**SÉLECTION**:
= = = = = = =

Le Monde - 11/08/2006

Le premier ministre turc Recep Tayyip Erdogan avait convoqué pas moins de sept ministres, mardi 8 août, pour une réunion d’urgence consacrée à l’épineux dossier de la noisette. A l’issue de ce mini-sommet, qui a duré plus de deux heures, il a annoncé le rachat d’une partie de la surproduction de l’année. Insuffisant, selon le président de la Chambre d’agriculture de Giresun (Nord-Est), Özer Akbasli, pour qui cette mesure est « une déception de plus et promet encore plus de chaos ».

Depuis plus de deux semaines, le cabinet turc doit faire face à une crise agricole et politique majeure et se trouve confronté à la colère des producteurs, sévèrement touchés par l’effondrement des prix. Environ 100 000 personnes s’étaient rassemblées au début du mois dans la petite ville d’Ordu, sur la mer Noire, pour protester contre la politique du gouvernement. Une manifestation monstre qui s’est terminée en affrontements avec la police.

= = = = = = =

**Éléments d'annotation de contours**:

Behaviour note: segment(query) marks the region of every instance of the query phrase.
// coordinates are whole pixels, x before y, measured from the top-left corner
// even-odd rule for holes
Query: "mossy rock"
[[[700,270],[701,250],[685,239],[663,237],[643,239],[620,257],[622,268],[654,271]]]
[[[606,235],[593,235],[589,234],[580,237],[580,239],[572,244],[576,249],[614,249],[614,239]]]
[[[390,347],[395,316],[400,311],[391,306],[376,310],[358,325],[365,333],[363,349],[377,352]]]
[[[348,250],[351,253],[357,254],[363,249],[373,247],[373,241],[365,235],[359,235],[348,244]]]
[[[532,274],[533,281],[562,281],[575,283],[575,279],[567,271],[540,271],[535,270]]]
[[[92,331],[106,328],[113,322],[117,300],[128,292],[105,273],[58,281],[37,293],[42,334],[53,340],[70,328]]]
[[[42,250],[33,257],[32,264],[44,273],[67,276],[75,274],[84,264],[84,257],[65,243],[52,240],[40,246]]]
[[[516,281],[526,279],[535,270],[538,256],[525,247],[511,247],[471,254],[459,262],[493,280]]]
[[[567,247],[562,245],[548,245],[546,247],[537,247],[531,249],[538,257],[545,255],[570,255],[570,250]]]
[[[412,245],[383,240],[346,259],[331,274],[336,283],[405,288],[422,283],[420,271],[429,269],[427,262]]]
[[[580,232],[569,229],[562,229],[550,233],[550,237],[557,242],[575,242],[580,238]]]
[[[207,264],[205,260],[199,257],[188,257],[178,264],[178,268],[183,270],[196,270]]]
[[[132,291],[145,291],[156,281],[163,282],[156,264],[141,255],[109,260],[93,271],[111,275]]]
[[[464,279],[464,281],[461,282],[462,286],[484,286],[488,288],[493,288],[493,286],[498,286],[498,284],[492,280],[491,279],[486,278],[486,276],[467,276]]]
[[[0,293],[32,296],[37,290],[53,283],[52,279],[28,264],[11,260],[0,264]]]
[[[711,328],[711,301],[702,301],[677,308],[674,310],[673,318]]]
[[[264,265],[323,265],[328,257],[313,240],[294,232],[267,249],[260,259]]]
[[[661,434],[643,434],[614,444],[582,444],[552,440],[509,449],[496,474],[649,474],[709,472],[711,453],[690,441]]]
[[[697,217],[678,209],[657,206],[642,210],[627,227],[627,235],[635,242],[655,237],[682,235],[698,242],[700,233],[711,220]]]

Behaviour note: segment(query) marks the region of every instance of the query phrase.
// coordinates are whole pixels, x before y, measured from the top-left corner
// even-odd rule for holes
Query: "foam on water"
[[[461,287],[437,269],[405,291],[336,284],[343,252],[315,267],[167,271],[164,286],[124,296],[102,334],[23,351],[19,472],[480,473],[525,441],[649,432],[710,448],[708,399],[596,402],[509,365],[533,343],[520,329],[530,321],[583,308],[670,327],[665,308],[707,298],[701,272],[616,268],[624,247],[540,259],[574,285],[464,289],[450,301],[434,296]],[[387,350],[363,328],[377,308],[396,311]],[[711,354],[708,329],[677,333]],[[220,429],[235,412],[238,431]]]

= = = = = = =

**À FAIRE**:
1/ Reproduisez, s'il vous plaît, le passage de l'article sur la noisette situé entre « Depuis plus de » et « avec la police. », ces deux bornes comprises.
2/ Poursuivez l'article sur la noisette à partir de sa dernière phrase.
Les éléments forment un ensemble à part, distinct de l'article sur la noisette.

**RÉPONSES PAR TÂCHE**:
1/
Depuis plus de deux semaines, le cabinet turc doit faire face à une crise agricole et politique majeure et se trouve confronté à la colère des producteurs, sévèrement touchés par l’effondrement des prix. Environ 100 000 personnes s’étaient rassemblées au début du mois dans la petite ville d’Ordu, sur la mer Noire, pour protester contre la politique du gouvernement. Une manifestation monstre qui s’est terminée en affrontements avec la police.

2/
Mardi, un député de l’opposition et élu de la région de production, Sami Tandogdu, a tenté de manifester devant les bureaux du premier ministre en déversant des sacs de noisettes. « Un acte destiné à soutenir les 8 millions de Turcs qui vivent de la noisette, justifie-t-il. J’ai reçu des milliers de messages de félicitations. »

La Turquie est le premier producteur mondial de noisettes, avec environ 85 % de la production, et la région de la mer Noire vit principalement de ce fruit cultivé depuis plus de 2 300 ans. « Dans toute la région, il n’y a pas d’usines, poursuit l’élu. Il n’y a que la noisette et la mer. Les paysans n’ont pas d’autres moyens pour survivre. »

« AVEC L’UE, CE SERA ENCORE PIRE »

Une production excédant largement la consommation mondiale et la chute du cours, passé en un an de 6 à 2,50 livres turques (3 à 1,25 euro) le kilo, se trouvent à l’origine de cette crise. Les petits cultivateurs sont endettés et n’arrivent plus à écouler leurs stocks. Depuis neuf mois, la puissante Union des producteurs de noisettes (Fiskobirlik), gigantesque coopérative chargée de la vente, se montre incapable de rembourser ses dettes aux paysans locaux, ce qui a fait plonger les prix.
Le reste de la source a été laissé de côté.